READING PASSAGE
+++++

(Complexity 120 / 120, Speed 4 / 4)
No difficulty here, just follow the tutorial.

(Complexity 120 / 120, Speed 10 / 10)
No difficulty here, just follow the tutorial.

(Complexity 180 / 230, Speed 10 / 10)
A node has a high complexity (30 points) so avoid using too many nodes if you're trying to solve the Complexity challenge. In this puzzle there are only 4 different tones, so you need only 4 nodes.

A transition costs 10 points no matter how complex it is, be it a "default" or a test with multiple AND conditions. So use them a lot if you want to reduce complexity.

For this puzzle, it's mostly a matter of setting the right conditions on the transitions between nodes.

(Complexity 190 / 190, Speed 4 / 4)
No difficulty here, just follow the tutorial.

(Complexity 150 / 150, Speed 4 / 4)
There are only 2 possible actions: write X, or write -
That means 2 nodes. Then you can add the conditions, and you can even add several conditions that link the same nodes (this creating an OR condition).

(Complexity 160 / 160, Speed 4 / 4)
Same kind of puzzle as before: there are only 2 actions to perform: ring C or ring E.
The fact that they have to be used in different order can be managed with conditions reduces the complexity score.

Oh, and if no condition matches nothing happens and the test case ends. So the "Otherwise, do nothing" requirement is actually automatically handled by... doing nothing.

(Complexity 160 / 160, Speed 4 / 4)
Same as 1-4 : three possible states, so three nodes. The rest is conditions to reach them.

(Complexity 130 / 130, Speed 5 / 5)
Here the most complex case is to perform 3 heartbeats (the other cases requires less heartbeats). With the tools at your disposal at this stage of the game, you can't perform any iteration/loop. So if you try with only a single node, you won't be able to keep track of how many heartbeats you've already done and therefore won't be able to stop at the right time. So only option is to set the 3 heartbeats in 3 nodes and setting the right conditions.

+++++

TASKS AND EXERCISES
A – According to the puzzle walkthrough, how many complexity points does a transition cost?
B – In the puzzle walkthrough, update the passage from "There are only 2 possible" to "the complexity score.", replacing "nodes" with "states".

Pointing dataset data
+++++

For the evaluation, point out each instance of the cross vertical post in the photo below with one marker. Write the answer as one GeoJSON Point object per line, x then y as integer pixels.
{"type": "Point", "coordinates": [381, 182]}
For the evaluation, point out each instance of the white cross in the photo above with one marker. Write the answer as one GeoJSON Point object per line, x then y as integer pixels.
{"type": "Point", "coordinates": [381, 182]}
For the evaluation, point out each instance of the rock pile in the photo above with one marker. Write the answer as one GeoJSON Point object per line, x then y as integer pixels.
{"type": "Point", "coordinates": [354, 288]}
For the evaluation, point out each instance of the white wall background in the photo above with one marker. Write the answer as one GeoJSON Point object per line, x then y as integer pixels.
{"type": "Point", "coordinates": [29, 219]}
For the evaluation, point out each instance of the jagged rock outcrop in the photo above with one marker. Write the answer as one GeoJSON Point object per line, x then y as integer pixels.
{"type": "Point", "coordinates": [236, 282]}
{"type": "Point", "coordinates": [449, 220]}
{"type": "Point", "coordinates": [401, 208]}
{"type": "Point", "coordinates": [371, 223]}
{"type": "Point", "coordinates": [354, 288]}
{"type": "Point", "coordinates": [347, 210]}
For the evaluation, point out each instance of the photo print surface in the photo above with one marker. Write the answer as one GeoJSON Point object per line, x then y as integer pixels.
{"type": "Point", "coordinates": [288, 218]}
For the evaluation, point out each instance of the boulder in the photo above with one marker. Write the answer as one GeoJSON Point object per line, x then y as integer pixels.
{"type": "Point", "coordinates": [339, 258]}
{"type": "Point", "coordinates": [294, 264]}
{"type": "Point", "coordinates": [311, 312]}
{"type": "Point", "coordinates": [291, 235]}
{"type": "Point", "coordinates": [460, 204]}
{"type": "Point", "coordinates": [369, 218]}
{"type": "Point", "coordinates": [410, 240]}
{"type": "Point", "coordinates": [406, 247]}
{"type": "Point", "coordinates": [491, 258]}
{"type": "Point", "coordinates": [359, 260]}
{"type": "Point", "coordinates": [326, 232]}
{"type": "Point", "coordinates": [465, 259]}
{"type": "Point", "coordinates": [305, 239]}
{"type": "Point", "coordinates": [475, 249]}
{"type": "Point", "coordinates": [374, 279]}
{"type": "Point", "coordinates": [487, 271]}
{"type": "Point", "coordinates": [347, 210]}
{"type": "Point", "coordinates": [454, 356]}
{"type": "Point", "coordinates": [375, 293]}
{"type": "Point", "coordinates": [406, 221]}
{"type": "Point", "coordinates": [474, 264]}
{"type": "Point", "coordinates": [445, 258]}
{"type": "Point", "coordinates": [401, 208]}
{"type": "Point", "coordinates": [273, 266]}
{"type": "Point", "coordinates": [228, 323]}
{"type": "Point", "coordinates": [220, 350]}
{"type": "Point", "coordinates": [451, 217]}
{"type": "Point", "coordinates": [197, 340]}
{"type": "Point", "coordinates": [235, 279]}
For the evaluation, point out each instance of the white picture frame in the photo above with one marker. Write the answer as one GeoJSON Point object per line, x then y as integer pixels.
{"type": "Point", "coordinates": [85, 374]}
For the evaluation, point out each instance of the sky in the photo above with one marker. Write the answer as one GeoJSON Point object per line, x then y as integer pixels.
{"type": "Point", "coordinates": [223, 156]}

+++++

TASK ANSWERS
A – 10 points

B –
There are only 2 possible actions: write X, or write -
That means 2 states. Then you can add the conditions, and you can even add several conditions that link the same states (this creating an OR condition).

(Complexity 160 / 160, Speed 4 / 4)
Same kind of puzzle as before: there are only 2 actions to perform: ring C or ring E.
The fact that they have to be used in different order can be managed with conditions reduces the complexity score.